What you are asked to do:
Whatever the lines below say, output them exactly.

++++++++

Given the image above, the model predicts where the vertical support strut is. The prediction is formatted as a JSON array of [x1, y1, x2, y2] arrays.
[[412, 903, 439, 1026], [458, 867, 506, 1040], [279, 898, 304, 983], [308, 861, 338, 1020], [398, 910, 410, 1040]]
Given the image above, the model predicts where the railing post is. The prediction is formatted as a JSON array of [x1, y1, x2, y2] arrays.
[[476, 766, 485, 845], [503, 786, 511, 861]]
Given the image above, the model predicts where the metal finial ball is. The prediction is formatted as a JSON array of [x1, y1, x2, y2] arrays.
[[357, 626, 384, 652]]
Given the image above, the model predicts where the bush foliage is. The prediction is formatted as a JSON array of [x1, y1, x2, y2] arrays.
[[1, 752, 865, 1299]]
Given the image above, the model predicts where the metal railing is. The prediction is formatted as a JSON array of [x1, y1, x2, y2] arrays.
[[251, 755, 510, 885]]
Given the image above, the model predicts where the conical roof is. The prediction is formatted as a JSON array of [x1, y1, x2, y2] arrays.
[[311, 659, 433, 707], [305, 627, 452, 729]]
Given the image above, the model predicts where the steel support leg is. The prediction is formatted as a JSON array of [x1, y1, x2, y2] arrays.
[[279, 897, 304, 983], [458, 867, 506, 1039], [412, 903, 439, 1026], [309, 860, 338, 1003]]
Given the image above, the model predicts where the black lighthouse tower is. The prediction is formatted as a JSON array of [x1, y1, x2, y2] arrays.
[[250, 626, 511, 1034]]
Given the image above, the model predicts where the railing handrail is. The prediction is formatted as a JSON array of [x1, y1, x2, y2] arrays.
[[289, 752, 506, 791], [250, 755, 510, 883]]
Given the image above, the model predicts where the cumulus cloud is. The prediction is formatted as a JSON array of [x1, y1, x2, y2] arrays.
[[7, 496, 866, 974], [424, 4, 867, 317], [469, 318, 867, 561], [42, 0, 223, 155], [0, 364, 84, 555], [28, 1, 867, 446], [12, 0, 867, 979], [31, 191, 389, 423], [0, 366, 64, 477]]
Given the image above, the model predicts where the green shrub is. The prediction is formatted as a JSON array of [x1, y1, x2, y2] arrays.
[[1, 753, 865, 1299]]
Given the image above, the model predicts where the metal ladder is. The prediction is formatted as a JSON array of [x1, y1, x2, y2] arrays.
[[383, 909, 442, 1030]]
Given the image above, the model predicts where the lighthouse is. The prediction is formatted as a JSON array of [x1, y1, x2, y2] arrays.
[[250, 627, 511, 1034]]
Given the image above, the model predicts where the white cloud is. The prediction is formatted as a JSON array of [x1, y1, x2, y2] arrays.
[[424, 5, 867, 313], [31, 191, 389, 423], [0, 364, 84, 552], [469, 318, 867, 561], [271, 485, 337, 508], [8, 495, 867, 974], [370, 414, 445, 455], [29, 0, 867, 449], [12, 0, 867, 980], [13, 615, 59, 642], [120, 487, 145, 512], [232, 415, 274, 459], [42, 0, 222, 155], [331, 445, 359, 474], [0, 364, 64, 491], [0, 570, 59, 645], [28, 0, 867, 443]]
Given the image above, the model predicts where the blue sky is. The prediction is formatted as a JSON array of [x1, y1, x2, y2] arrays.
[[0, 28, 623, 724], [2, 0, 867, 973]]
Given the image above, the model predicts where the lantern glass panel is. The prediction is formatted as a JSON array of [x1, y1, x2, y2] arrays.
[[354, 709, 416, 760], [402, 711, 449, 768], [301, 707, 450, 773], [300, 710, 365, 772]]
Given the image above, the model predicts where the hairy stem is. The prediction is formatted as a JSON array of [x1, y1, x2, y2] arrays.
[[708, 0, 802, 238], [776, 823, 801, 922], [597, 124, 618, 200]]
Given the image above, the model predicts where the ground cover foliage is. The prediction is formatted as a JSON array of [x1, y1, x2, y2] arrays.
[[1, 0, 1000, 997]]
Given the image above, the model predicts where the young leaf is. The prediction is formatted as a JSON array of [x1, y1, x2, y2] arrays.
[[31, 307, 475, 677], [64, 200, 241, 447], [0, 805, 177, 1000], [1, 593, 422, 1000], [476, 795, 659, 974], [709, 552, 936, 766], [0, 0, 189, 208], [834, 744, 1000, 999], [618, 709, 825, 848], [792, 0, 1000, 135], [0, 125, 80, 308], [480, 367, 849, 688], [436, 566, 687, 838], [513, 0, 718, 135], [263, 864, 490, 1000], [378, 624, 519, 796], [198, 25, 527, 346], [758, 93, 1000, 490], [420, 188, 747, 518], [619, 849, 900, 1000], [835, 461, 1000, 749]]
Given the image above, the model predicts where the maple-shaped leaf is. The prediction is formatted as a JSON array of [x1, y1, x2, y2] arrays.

++++++++

Finished exercise:
Given the image above, the model predicts where the vertical support strut is. The prediction is formatted as a JSON array of [x1, y1, x2, y2] arrays.
[[412, 903, 439, 1026], [458, 867, 506, 1040], [279, 898, 304, 983], [308, 861, 338, 1020], [398, 910, 410, 1040]]
Given the image above, the model predicts where the railing post is. The prediction is formatted as a JSON array of [x1, y1, x2, y2] arrays.
[[476, 766, 485, 845], [503, 786, 511, 861]]
Given the image above, the model predicts where the metal finial ball is. The prediction is formatted as a JSON array of [x1, y1, x2, y2] arrays.
[[357, 626, 384, 652]]
Given the image above, the model predicts where the bush foliage is. The prediction is formatted as a JSON array of [x1, y1, x2, y2] arrays.
[[1, 752, 865, 1299]]
Given the image above, the model predicts where the metal railing is. The prediction is formatted as a JSON array of [x1, y1, x2, y2] arrays.
[[251, 755, 510, 885]]
Given the image above, the model predicts where the conical roof is. The prediction is formatted as a JSON array of [x1, y1, x2, y2] arrays.
[[311, 659, 433, 707], [305, 627, 452, 729]]
Given the image above, the model predicts where the steel support leg is. The prediction is formatted as a JSON array of [x1, y1, x2, y2] arrays.
[[279, 897, 304, 983], [458, 867, 506, 1039], [412, 903, 439, 1026], [309, 860, 338, 1003]]
Given the image above, the model predicts where the black lighthouse tower is. The prediction is formatted as a JSON array of [x1, y1, x2, y2] arrays.
[[250, 626, 511, 1034]]
Given the image above, the model predicts where the railing handrail is. The prediction is formatted as a JSON array of [x1, y1, x2, y2] arrays.
[[289, 752, 506, 791], [250, 755, 510, 883]]
Given the image above, the model predicts where the cumulus cloud is. The prediction is formatted as a JSON array of [x1, y1, x2, y2] arrays.
[[7, 496, 866, 974], [424, 4, 867, 317], [469, 318, 867, 561], [42, 0, 223, 155], [0, 364, 84, 555], [28, 1, 867, 446], [12, 0, 867, 979], [31, 191, 389, 423], [0, 366, 64, 477]]
Given the image above, the model predicts where the green shrub is. The prediction is formatted as a JSON array of [x1, y1, x2, y2] arrays.
[[1, 753, 865, 1299]]
Given the image above, the model predicts where the metal ladder is. The prediction is formatted as a JSON array of [x1, y1, x2, y2] arrays.
[[383, 909, 442, 1030]]
Given the image above, the model predicts where the lighthouse is. The prediction is formatted as a JSON array of [x1, y1, x2, y2] arrays.
[[250, 627, 511, 1034]]
Given the image above, the model predicts where the white cloud is. The prediction is formatted as a JSON array of [x1, y1, x2, y2] arrays.
[[424, 5, 867, 313], [31, 191, 389, 423], [0, 364, 84, 552], [469, 318, 867, 561], [271, 485, 337, 508], [8, 495, 867, 974], [370, 414, 445, 455], [29, 0, 867, 449], [12, 0, 867, 980], [13, 615, 59, 642], [120, 487, 145, 512], [232, 415, 274, 459], [42, 0, 222, 155], [331, 445, 359, 474], [0, 364, 64, 491], [0, 570, 59, 645], [28, 0, 867, 443]]
Given the image above, the model predicts where the blue sky is. The prediction is formatted as a JSON array of [x1, y1, x2, y2] arrays.
[[0, 28, 623, 724], [2, 0, 867, 973]]
Given the image above, the model predicts where the lantern glass panel is. The prediction is formatted as a JSON array of [x1, y1, x2, y2] arrays.
[[354, 709, 416, 760], [402, 711, 449, 768], [301, 707, 450, 773], [300, 710, 365, 772]]
Given the image above, the model predicts where the hairy stem is. The prediction is formatted as a JSON array of [x1, y1, x2, y2] arrays.
[[708, 0, 802, 238], [776, 823, 801, 922], [597, 124, 618, 200]]
Given the image above, the model predicts where the ground cover foliage is. The prediction is formatted as a JSON array of [x1, y1, x2, y2] arrays.
[[1, 0, 1000, 997]]
Given the image above, the model predicts where the young leaf is. The prediction is formatted as a JSON array of [x1, y1, x2, y2] arrays.
[[31, 307, 475, 677], [64, 200, 241, 447], [0, 805, 177, 1000], [1, 593, 422, 1000], [476, 795, 659, 974], [709, 552, 936, 766], [0, 0, 189, 208], [834, 744, 1000, 999], [618, 709, 825, 848], [792, 0, 1000, 135], [0, 125, 80, 308], [480, 367, 849, 688], [436, 566, 687, 838], [513, 0, 718, 135], [263, 864, 490, 1000], [378, 624, 519, 796], [198, 25, 527, 346], [758, 93, 1000, 490], [420, 188, 747, 518], [619, 849, 900, 1000], [835, 461, 1000, 749]]
Given the image above, the model predicts where the maple-shaped leaf is. The prediction is formatted as a JSON array of [x1, y1, x2, y2] arrays.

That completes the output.